What to work on: Give again, word for word, every line in the entries below from the line with "x=374, y=113" up to and including the line with "x=330, y=71", and no other line.

Input records Block Start

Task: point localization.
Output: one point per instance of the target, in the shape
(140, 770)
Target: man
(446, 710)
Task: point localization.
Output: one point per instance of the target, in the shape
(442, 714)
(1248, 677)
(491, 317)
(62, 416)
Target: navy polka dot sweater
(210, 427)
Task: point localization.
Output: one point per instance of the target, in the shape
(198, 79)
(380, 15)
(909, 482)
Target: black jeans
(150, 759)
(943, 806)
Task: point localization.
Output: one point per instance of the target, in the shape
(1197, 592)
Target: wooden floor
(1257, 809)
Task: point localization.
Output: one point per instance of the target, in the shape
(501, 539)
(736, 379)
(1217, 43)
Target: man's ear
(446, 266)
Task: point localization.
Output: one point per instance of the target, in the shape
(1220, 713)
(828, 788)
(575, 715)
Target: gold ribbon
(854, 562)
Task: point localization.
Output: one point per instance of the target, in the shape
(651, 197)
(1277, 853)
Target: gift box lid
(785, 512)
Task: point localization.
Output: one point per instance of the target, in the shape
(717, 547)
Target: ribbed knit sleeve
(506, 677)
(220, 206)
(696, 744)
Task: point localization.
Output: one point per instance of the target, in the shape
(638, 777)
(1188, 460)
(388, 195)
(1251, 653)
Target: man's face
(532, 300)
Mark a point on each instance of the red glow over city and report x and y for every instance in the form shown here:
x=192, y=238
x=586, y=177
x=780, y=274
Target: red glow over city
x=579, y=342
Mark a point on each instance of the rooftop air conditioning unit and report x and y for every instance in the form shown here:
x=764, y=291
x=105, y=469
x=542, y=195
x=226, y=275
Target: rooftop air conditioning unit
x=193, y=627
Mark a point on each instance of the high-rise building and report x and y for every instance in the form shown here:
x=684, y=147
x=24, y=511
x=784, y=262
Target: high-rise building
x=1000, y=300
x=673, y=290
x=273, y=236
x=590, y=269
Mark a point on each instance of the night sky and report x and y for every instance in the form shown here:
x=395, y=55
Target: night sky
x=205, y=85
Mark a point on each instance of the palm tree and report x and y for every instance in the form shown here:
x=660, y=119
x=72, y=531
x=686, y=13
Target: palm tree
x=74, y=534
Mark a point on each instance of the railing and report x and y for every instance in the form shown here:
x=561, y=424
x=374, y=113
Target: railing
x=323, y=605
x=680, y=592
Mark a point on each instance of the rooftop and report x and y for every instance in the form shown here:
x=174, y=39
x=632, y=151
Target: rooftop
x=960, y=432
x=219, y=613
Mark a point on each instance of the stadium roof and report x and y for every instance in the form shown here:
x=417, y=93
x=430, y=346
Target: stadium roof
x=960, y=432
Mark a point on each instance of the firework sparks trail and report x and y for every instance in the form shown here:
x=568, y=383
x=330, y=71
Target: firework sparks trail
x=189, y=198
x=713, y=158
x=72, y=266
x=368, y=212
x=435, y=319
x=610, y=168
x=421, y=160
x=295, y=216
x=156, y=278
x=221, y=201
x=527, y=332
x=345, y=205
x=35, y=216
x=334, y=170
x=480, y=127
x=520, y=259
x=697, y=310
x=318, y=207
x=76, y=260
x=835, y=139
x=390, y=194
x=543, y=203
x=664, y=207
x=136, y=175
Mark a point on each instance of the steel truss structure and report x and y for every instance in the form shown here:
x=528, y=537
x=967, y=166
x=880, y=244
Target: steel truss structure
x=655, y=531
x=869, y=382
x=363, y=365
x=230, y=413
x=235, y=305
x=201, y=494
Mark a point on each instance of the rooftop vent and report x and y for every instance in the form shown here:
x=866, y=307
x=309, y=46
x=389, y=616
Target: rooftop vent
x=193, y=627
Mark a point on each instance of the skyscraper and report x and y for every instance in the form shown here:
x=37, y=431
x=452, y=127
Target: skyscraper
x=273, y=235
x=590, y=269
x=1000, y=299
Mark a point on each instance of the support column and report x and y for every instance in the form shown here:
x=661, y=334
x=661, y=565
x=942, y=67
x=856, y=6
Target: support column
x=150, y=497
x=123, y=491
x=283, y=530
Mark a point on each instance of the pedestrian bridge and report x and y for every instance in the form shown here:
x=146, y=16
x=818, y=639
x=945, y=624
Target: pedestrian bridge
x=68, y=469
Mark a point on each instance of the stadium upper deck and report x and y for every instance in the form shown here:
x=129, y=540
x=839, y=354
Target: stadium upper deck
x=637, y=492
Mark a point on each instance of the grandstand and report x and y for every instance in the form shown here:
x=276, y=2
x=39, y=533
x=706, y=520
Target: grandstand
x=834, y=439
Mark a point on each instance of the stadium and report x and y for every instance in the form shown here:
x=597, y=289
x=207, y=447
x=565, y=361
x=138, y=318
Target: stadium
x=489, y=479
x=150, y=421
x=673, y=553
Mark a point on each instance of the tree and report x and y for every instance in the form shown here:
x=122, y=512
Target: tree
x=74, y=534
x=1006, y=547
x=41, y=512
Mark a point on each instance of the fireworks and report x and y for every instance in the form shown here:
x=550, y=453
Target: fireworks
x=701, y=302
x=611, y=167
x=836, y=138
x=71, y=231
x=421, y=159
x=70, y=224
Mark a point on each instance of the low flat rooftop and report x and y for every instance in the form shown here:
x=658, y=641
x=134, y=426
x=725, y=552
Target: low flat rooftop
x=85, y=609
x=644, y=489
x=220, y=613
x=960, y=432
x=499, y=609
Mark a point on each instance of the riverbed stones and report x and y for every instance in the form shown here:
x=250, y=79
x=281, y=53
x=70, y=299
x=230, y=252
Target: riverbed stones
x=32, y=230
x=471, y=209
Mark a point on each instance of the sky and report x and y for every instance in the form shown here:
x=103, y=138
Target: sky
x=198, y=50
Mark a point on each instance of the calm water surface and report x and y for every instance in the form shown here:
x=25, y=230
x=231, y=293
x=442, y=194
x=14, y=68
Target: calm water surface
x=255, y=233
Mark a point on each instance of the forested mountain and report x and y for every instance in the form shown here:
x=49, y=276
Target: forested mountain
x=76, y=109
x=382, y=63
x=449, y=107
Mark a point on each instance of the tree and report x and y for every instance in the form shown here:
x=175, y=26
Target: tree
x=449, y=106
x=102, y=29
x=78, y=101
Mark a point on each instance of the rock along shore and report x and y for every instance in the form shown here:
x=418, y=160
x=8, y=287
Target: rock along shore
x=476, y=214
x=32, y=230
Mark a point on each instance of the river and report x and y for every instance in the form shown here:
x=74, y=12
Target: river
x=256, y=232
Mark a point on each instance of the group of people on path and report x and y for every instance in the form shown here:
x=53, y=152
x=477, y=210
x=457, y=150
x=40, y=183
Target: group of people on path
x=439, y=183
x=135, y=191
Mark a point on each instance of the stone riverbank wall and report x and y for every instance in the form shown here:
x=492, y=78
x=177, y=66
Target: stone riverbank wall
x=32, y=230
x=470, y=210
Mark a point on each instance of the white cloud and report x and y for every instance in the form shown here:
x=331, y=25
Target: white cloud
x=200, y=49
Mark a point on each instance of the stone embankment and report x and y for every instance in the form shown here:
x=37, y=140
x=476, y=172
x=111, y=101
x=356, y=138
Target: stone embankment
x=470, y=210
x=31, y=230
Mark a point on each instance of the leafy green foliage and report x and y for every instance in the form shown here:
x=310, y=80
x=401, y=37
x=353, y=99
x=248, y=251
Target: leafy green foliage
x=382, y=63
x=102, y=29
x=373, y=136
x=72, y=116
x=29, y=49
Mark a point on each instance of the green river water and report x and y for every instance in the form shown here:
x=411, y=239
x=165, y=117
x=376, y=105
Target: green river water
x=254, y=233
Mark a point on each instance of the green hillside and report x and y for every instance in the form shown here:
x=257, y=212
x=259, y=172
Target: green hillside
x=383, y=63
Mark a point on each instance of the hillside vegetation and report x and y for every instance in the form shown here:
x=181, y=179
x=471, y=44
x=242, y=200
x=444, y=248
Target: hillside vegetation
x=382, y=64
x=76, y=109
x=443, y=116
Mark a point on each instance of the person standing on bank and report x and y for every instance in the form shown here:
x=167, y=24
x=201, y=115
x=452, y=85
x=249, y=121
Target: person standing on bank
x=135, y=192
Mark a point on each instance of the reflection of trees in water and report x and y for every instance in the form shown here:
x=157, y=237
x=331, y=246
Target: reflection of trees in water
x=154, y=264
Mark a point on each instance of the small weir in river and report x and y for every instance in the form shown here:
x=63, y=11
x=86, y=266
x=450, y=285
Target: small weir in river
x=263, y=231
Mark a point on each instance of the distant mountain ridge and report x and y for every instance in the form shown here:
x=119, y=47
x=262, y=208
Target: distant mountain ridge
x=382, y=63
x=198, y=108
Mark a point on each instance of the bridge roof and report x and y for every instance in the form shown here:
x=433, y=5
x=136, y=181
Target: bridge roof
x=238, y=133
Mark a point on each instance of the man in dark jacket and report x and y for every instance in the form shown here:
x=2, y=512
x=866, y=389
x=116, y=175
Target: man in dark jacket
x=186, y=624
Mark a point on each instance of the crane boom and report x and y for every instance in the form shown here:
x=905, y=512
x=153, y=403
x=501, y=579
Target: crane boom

Input records Block End

Solution for this task:
x=374, y=113
Target: railing
x=323, y=605
x=680, y=592
Mark a point on each instance of the rooftop and report x and y for every instance in the form shown here:
x=174, y=39
x=632, y=151
Target: rooftop
x=960, y=432
x=219, y=613
Mark a point on each instance of the stadium roof and report x and y for every instance in the form shown here:
x=417, y=93
x=430, y=346
Target: stadium roof
x=960, y=432
Mark a point on each instance of the firework sparks trail and report x and y for every instance in the form shown here:
x=568, y=383
x=330, y=71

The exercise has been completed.